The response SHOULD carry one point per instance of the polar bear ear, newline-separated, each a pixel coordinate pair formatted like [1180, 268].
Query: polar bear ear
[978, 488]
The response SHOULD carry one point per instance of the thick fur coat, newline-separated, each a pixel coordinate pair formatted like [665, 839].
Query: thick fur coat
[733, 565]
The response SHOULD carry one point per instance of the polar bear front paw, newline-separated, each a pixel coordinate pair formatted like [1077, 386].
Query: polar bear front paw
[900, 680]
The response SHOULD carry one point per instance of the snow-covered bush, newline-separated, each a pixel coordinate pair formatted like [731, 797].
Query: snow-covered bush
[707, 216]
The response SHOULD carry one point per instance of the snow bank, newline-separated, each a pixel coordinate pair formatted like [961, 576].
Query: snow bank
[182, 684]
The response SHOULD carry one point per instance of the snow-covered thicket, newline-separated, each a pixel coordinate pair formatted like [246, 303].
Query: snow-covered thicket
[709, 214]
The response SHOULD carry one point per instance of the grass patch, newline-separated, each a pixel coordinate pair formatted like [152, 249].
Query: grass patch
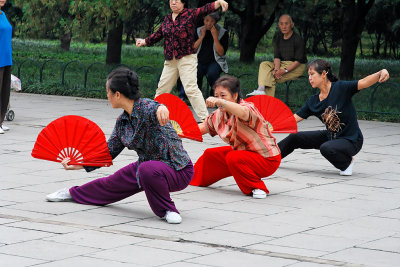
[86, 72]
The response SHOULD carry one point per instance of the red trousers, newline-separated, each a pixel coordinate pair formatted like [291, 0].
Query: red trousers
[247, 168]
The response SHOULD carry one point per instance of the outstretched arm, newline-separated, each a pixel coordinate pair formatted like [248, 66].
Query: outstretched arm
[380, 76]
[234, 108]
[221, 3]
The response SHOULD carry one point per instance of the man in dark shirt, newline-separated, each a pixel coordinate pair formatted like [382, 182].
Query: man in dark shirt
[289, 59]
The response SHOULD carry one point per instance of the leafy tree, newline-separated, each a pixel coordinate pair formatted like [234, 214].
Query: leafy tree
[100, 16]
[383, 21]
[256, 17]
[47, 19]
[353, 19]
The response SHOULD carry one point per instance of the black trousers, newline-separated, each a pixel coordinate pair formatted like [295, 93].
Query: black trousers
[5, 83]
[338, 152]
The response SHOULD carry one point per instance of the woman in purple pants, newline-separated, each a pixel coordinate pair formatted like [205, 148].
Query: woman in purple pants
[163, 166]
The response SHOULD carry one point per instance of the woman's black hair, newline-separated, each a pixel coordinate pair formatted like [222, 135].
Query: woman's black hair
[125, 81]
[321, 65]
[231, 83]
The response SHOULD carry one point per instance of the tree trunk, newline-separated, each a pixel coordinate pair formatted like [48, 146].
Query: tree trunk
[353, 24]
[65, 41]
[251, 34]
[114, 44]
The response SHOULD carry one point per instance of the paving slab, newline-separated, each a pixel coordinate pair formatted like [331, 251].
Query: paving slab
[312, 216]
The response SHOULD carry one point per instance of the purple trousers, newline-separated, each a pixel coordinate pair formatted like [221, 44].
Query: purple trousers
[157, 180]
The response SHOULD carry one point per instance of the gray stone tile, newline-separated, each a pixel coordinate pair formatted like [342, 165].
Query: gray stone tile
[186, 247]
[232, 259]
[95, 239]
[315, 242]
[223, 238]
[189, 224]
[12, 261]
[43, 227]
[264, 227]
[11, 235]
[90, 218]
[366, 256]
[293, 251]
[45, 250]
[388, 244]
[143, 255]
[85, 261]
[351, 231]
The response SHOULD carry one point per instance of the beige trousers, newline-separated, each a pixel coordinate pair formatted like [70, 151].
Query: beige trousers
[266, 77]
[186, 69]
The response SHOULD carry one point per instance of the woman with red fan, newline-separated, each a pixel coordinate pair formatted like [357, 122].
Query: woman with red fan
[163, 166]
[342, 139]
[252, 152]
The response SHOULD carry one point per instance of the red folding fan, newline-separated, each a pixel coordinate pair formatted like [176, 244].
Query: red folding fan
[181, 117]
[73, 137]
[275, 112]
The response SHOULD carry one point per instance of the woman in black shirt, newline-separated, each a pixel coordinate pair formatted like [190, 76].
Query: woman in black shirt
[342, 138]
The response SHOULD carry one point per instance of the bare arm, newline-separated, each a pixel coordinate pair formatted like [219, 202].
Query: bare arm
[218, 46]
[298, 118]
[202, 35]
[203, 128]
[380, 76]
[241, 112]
::::
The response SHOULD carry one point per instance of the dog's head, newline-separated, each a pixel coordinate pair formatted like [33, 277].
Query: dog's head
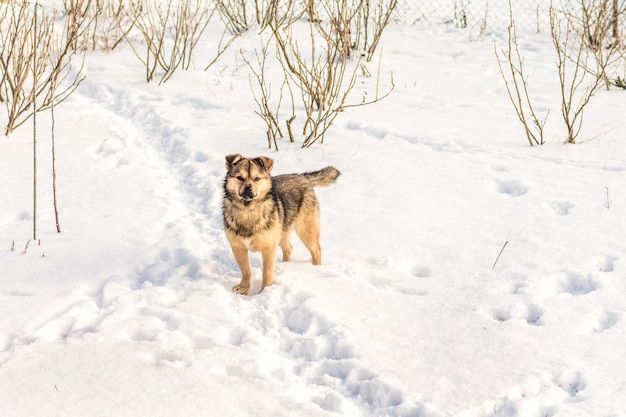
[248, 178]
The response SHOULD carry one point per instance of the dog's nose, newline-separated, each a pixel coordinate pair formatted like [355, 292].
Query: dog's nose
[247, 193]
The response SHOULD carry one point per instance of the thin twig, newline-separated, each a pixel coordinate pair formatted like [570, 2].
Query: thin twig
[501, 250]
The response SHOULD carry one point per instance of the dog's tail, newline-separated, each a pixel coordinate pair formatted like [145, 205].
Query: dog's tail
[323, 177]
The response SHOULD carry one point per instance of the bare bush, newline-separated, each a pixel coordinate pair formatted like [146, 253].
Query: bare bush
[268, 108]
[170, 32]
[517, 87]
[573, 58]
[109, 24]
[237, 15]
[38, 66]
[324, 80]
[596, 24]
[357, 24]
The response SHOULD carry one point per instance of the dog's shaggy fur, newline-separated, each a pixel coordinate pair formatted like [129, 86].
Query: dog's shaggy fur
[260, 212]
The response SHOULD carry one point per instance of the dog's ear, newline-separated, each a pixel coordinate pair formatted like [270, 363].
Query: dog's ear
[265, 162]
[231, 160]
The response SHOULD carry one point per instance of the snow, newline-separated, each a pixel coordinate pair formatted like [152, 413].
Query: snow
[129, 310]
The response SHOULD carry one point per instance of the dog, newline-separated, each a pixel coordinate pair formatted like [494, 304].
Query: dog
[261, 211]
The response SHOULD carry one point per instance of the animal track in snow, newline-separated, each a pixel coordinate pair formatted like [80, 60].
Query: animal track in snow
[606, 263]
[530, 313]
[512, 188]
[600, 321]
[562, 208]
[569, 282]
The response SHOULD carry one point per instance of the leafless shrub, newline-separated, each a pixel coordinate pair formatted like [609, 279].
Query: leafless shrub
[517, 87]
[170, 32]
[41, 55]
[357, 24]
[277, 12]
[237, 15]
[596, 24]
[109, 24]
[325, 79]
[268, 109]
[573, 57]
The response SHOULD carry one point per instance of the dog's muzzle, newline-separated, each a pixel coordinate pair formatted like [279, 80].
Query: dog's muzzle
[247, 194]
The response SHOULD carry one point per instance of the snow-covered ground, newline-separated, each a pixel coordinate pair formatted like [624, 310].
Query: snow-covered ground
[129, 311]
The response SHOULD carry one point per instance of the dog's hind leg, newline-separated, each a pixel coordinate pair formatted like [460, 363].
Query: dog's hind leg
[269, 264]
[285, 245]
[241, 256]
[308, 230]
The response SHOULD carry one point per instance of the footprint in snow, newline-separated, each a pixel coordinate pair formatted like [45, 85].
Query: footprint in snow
::::
▶ Task: Rewrite the items starting at the line that has "like [270, 363]." and ending after the line that has "Query: footprint in snow", replacing "leafless shrub" with "bare shrub" and leaving everything else unchanged.

▶ Full answer:
The response SHOULD carry one point per instance of the dog's ear, newline-separated, each a pixel coordinate pair formatted like [270, 363].
Query: dog's ear
[265, 162]
[231, 160]
The response SHOULD carry one point per instance of the snow, newline-separated, each a pixel coordinate pair formatted like [152, 413].
Query: snow
[129, 310]
The response SHOULD carry one point per instance of the dog, newline-separated, each a pixel coordinate pair formatted like [494, 304].
Query: dog
[261, 211]
The response SHOULD carry one point per instance of the animal track in snow, newline-separated, each a pixel coordinate pair formatted like [80, 60].
Query: animal track in snow
[606, 263]
[530, 313]
[512, 188]
[600, 321]
[562, 208]
[569, 282]
The response SHOULD carry one point per instance of the bare shrub, newline-separated, each a pixel coordinate pair formatted like [609, 279].
Query: bare shrub
[517, 87]
[170, 32]
[41, 55]
[357, 24]
[277, 12]
[237, 15]
[596, 24]
[109, 24]
[325, 79]
[268, 109]
[573, 57]
The response SHOULD carry one point per instance of the dog's muzzle, newline-separated, each a pixel coordinate pair formatted like [279, 80].
Query: dog's muzzle
[247, 194]
The response SHOULD carry one point per instance of the snow-covered ground, newline-separated, each a pixel coordinate pair formatted like [624, 310].
Query: snow-covered ground
[129, 311]
The response SHOULD carry one point per instance of the dog's hind leg, newline-separated, each a pixel coordinate pair formatted like [460, 363].
Query: dog's hind leg
[269, 264]
[285, 245]
[241, 256]
[308, 230]
The response SHOULD carry one point per instance of the footprint in snow, newline-separated, each a pixel coordinate pair formatted like [45, 85].
Query: footprint in snow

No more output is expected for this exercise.